[PROVIDED RECORDS]:
** START **

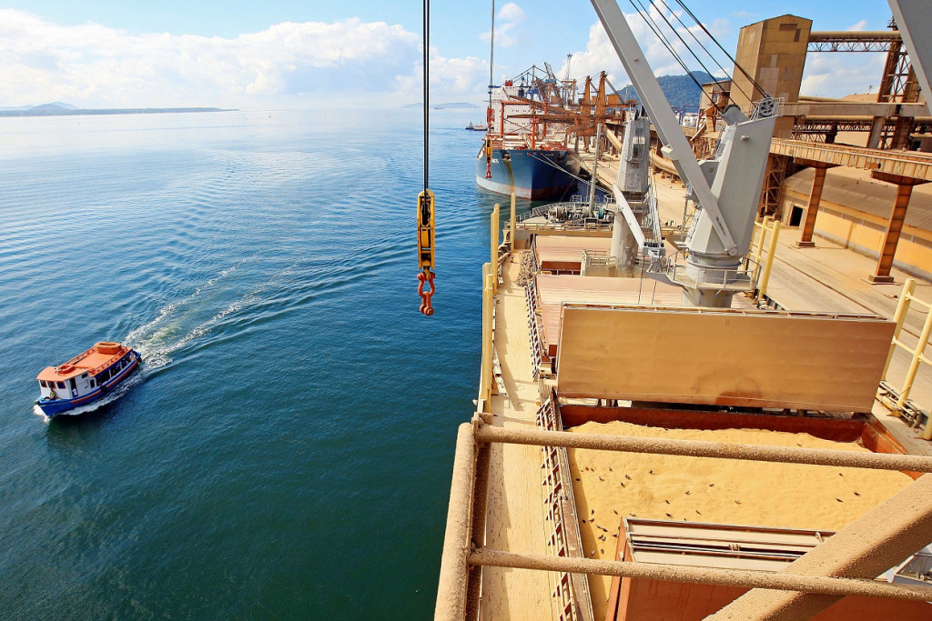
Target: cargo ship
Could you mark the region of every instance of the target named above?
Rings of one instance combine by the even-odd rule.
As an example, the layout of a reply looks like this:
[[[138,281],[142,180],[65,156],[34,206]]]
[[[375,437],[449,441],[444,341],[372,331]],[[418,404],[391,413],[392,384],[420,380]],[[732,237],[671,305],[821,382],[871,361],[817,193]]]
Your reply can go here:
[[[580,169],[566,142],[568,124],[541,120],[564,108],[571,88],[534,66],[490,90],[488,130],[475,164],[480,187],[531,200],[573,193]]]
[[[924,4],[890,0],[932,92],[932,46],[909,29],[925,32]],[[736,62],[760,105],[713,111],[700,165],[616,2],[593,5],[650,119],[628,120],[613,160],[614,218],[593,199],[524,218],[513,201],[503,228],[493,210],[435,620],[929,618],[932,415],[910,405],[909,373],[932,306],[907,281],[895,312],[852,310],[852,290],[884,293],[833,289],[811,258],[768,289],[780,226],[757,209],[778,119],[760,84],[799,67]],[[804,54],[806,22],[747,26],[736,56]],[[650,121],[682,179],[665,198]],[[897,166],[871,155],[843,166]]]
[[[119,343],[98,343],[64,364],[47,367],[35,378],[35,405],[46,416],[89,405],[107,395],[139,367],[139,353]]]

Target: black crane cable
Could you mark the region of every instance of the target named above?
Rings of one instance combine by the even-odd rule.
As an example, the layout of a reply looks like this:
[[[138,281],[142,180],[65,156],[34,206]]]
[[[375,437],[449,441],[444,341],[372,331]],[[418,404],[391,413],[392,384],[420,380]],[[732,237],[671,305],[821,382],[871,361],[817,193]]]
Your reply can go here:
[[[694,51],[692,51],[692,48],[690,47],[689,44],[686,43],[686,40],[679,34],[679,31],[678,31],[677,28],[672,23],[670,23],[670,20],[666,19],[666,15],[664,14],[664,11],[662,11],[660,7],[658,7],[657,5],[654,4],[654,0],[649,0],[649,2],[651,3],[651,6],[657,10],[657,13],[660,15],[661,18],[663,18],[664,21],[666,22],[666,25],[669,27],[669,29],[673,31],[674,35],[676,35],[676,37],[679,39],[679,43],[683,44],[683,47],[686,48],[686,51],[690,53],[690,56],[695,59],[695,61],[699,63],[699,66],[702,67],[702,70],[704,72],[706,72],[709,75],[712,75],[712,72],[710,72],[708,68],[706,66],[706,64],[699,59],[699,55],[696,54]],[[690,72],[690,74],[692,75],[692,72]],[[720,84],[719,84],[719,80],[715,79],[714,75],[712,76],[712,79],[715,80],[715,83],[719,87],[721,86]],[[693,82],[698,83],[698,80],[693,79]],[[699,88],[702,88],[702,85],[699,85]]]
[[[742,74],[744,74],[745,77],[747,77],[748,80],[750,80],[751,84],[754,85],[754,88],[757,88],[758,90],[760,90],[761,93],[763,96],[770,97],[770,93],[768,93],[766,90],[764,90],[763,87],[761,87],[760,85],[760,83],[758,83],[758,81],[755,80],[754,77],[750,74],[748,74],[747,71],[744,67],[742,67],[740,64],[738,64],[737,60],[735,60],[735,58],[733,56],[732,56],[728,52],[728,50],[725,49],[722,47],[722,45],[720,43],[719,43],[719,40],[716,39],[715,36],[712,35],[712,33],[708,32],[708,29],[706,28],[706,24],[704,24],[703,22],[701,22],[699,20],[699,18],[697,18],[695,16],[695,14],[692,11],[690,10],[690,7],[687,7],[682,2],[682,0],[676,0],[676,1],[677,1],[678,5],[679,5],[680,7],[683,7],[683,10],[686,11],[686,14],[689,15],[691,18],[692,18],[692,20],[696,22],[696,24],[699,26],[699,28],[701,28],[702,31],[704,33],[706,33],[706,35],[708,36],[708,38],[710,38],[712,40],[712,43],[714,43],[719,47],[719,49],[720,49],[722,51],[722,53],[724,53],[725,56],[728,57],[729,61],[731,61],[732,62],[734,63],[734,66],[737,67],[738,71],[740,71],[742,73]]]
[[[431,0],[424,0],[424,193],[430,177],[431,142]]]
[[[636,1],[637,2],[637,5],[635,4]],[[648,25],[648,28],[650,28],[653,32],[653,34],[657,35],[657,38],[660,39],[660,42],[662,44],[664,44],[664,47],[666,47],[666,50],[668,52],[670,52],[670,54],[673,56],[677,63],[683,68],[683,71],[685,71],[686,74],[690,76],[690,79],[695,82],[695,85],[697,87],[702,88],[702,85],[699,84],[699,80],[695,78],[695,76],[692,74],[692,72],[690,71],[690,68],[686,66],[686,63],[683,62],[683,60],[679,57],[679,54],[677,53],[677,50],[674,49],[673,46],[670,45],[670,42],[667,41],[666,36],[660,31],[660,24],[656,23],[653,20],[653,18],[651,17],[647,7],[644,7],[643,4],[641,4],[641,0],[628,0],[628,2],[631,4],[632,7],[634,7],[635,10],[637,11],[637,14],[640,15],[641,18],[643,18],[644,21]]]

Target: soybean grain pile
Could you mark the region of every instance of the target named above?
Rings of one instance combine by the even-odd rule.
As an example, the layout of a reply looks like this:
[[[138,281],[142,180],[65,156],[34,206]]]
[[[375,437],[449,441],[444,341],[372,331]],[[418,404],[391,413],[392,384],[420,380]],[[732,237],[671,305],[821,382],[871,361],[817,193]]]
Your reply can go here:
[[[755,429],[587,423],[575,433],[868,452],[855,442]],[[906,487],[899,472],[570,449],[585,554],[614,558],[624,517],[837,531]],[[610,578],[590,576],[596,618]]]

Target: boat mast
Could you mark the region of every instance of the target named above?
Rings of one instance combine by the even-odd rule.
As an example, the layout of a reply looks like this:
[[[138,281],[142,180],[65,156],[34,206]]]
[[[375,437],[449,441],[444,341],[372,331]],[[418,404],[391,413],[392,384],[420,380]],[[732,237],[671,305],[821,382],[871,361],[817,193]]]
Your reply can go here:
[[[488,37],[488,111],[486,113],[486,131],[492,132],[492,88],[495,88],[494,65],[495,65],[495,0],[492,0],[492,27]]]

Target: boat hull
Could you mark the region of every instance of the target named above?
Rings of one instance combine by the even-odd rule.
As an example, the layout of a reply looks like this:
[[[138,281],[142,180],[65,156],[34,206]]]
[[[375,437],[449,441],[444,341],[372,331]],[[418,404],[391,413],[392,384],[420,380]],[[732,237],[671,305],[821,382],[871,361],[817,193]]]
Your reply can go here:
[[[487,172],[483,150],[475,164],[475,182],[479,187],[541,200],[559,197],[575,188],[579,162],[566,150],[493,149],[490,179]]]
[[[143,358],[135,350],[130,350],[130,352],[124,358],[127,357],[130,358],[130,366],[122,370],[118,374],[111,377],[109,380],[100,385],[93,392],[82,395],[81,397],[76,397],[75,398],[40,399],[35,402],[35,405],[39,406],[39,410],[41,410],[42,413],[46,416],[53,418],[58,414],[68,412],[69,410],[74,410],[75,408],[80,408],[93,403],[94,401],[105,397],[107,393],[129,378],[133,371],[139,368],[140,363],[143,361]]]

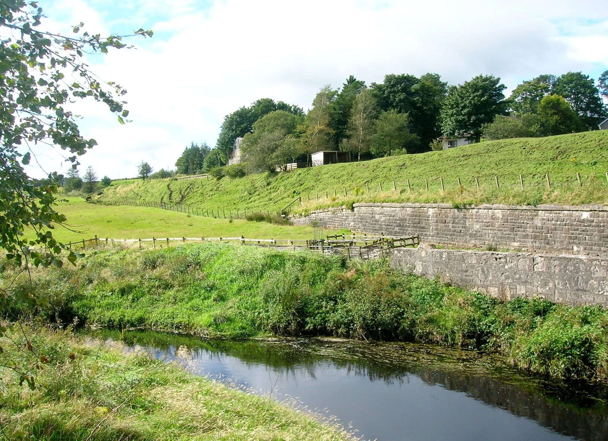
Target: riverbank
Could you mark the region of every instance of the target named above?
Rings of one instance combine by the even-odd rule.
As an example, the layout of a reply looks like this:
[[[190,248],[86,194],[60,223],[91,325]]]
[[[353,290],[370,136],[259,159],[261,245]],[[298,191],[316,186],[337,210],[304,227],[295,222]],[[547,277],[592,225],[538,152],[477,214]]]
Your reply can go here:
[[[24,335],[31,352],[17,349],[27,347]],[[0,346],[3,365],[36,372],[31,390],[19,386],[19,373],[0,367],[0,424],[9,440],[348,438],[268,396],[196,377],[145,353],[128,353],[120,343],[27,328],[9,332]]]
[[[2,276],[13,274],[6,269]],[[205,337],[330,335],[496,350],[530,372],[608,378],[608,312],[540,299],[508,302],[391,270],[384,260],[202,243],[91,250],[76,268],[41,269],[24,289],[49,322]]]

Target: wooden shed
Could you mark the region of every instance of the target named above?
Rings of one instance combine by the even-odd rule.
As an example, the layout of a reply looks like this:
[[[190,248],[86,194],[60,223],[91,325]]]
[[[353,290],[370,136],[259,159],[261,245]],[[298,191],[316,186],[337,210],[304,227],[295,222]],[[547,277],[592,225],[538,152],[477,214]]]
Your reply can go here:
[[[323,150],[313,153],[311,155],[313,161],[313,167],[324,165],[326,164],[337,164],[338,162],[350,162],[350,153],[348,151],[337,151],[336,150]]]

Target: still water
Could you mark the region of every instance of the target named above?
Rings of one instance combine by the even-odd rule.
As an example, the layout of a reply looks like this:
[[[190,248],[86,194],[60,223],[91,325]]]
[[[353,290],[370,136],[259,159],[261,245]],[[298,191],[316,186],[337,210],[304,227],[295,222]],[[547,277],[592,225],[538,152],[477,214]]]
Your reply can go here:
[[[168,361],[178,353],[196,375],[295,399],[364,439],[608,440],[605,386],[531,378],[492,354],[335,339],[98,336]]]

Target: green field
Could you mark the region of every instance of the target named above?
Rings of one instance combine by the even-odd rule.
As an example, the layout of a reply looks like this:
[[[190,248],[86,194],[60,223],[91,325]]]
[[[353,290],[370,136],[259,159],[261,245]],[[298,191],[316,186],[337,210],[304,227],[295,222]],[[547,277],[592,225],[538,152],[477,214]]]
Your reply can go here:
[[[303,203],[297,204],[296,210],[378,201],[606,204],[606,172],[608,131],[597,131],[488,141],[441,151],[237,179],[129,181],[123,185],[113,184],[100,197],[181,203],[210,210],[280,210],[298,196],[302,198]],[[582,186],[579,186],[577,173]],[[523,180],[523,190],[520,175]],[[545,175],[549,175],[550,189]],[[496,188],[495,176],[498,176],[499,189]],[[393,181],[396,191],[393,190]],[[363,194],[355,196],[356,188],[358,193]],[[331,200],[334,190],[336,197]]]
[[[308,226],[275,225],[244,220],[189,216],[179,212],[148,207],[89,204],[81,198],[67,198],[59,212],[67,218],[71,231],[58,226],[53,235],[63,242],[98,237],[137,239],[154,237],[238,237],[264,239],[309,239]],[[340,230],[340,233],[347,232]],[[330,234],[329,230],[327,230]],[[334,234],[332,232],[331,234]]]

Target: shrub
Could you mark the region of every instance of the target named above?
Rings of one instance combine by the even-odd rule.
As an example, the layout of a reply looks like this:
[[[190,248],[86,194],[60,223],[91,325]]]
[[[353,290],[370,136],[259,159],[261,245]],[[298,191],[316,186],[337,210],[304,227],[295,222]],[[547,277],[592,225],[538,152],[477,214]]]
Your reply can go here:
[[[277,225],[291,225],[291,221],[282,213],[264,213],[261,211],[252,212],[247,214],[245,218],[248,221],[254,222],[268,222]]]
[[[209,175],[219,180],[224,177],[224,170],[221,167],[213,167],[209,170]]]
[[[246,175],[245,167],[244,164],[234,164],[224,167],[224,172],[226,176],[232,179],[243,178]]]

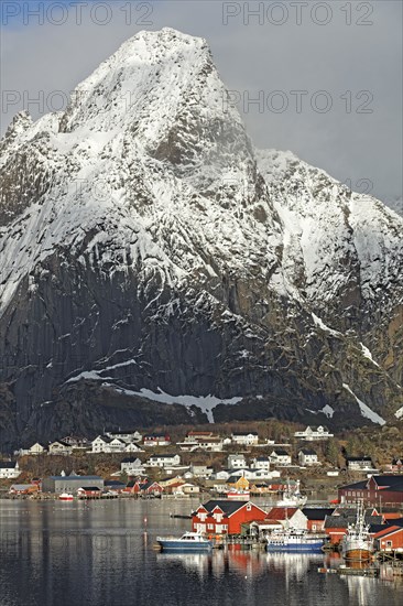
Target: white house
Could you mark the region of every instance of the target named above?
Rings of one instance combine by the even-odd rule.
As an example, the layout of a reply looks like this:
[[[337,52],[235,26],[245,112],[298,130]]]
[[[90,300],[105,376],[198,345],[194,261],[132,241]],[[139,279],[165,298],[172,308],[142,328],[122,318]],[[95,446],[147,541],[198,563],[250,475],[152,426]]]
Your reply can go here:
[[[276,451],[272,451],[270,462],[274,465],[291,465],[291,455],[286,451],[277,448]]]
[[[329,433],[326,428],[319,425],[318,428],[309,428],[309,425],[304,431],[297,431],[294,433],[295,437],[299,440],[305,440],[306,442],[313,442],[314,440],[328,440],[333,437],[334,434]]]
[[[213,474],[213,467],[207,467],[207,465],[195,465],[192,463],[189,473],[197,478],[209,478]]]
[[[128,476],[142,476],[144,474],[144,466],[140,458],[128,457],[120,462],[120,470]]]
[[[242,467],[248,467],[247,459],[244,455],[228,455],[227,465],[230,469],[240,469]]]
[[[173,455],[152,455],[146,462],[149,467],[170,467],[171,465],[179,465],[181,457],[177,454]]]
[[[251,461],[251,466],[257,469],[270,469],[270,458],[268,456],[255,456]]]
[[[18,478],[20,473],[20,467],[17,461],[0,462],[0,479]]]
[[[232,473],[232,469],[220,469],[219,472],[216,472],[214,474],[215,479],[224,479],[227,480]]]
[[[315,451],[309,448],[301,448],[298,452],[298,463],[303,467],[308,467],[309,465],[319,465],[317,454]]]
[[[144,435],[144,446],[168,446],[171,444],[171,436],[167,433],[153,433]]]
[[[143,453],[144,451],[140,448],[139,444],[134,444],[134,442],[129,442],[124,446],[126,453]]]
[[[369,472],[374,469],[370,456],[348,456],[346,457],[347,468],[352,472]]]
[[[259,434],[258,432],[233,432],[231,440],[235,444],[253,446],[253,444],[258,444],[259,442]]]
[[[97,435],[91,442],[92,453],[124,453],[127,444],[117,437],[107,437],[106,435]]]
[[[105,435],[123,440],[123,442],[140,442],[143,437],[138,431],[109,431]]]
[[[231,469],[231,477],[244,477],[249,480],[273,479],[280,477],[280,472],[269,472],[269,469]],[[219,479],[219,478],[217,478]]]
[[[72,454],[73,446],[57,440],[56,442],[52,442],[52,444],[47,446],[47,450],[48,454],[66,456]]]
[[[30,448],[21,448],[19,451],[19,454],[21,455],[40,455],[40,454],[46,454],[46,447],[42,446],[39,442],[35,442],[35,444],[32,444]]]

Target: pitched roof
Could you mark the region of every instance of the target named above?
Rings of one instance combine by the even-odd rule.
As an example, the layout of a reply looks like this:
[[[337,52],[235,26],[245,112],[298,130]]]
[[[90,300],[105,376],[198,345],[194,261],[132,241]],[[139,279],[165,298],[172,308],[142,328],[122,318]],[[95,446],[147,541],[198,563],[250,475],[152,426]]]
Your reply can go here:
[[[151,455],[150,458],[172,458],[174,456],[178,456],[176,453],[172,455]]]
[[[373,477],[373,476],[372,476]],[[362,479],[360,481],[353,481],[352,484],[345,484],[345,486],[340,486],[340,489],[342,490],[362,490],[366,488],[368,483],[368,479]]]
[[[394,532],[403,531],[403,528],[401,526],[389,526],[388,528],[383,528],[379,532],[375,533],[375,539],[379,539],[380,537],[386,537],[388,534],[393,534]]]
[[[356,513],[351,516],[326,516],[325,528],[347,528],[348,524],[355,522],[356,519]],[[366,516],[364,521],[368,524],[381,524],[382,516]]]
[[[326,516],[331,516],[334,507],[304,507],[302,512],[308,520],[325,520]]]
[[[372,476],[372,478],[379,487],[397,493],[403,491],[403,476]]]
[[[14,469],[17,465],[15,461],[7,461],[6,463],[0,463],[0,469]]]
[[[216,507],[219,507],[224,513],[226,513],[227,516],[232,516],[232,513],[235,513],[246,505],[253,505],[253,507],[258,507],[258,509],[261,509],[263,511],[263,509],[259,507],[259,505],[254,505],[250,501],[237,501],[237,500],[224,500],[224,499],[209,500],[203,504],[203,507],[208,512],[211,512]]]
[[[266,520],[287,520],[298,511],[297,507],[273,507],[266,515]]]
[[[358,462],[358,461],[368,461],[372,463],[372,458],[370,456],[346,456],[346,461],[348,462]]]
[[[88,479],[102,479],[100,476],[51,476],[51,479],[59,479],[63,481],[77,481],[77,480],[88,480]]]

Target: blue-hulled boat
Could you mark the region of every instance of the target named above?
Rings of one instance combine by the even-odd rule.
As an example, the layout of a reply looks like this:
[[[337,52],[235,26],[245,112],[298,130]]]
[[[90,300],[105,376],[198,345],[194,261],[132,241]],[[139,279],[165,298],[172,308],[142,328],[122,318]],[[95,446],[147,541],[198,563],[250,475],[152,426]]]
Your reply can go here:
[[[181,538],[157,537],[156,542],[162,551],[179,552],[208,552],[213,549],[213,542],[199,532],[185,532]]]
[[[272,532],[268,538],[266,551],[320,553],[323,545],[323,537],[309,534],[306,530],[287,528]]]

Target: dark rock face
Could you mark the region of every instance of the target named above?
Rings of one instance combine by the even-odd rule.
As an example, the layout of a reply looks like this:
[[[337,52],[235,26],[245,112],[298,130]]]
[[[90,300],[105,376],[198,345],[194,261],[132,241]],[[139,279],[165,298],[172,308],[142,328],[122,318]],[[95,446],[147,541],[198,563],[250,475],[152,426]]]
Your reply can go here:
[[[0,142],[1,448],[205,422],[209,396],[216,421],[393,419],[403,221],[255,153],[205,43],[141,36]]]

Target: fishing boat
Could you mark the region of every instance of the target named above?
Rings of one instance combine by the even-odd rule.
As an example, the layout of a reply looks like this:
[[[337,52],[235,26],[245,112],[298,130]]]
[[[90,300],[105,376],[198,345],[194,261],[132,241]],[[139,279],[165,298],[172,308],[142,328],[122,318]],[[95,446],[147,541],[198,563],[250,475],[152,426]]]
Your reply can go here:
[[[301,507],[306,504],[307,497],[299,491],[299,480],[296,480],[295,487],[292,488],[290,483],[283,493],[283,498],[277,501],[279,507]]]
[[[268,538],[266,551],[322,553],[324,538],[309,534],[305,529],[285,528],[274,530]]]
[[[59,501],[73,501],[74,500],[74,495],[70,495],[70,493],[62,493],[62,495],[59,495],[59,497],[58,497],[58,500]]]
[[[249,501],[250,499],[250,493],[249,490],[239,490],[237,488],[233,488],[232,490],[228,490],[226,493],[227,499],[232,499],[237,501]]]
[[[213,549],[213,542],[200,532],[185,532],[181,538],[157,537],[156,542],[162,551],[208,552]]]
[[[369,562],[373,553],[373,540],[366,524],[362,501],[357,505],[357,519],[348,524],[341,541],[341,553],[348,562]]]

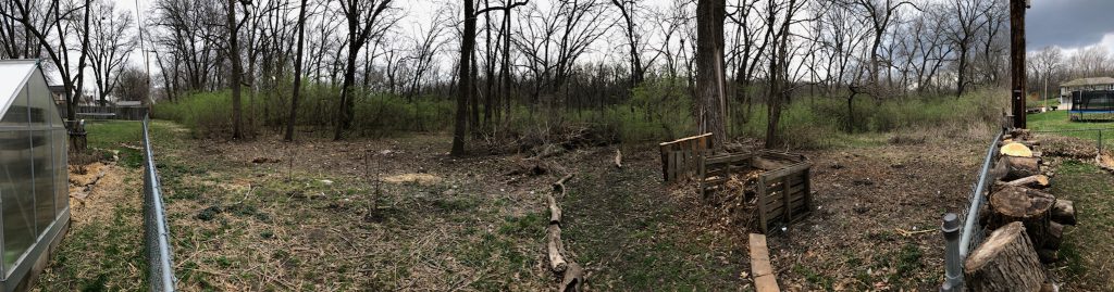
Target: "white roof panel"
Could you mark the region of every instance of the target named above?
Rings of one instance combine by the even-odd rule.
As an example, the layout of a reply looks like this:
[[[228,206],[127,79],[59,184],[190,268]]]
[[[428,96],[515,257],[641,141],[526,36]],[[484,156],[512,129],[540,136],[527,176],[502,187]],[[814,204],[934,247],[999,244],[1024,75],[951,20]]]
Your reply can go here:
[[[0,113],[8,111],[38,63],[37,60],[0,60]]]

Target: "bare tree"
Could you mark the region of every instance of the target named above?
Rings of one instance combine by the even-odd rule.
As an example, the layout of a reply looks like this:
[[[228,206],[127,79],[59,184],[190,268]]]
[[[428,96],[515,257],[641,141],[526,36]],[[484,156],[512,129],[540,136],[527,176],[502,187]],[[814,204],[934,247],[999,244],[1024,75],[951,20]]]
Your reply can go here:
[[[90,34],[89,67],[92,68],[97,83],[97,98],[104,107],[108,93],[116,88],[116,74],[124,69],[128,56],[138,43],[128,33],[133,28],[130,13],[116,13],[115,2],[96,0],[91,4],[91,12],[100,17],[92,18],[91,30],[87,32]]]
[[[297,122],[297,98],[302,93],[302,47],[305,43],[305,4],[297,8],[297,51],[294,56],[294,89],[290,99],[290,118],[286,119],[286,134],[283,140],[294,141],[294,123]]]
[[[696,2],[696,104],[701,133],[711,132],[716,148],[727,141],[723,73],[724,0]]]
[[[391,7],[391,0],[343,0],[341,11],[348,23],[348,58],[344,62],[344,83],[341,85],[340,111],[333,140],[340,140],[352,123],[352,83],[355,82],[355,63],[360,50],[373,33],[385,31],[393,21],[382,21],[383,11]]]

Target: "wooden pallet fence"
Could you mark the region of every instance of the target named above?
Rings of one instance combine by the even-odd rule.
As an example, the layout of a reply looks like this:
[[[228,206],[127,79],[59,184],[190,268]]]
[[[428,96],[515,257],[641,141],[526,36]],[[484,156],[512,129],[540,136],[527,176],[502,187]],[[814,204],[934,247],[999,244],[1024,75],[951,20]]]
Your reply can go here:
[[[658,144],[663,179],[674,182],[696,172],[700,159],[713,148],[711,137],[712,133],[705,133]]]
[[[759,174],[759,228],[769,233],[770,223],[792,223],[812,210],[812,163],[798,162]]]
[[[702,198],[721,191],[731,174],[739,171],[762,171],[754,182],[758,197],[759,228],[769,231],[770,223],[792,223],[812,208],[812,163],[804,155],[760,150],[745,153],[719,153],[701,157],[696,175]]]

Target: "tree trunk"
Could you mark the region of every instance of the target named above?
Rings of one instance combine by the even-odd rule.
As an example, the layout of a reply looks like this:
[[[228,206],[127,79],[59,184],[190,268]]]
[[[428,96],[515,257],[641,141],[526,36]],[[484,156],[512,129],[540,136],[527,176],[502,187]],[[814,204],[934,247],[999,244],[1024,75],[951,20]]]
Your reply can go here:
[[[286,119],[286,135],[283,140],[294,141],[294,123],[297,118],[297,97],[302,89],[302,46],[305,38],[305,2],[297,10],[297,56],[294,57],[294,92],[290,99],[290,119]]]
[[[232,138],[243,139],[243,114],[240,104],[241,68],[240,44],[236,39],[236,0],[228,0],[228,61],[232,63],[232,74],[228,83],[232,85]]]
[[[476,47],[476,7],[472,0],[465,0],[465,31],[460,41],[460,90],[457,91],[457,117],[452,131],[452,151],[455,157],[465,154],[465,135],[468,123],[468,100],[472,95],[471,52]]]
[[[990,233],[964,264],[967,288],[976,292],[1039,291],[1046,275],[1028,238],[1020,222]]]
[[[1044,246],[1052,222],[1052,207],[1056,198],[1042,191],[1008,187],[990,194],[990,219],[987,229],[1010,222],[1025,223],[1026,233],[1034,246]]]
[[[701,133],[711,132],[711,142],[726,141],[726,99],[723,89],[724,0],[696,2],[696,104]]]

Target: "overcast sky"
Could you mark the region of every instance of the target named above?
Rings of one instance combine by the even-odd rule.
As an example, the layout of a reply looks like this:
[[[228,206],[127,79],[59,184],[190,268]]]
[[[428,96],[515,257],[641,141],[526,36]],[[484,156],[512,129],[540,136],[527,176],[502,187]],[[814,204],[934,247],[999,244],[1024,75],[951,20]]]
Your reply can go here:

** END **

[TASK INSTRUCTIONS]: How many lines of the records contain the string "roof"? Case counts; reply with the number alone.

[SOLUTION TO THIS PROBLEM]: 2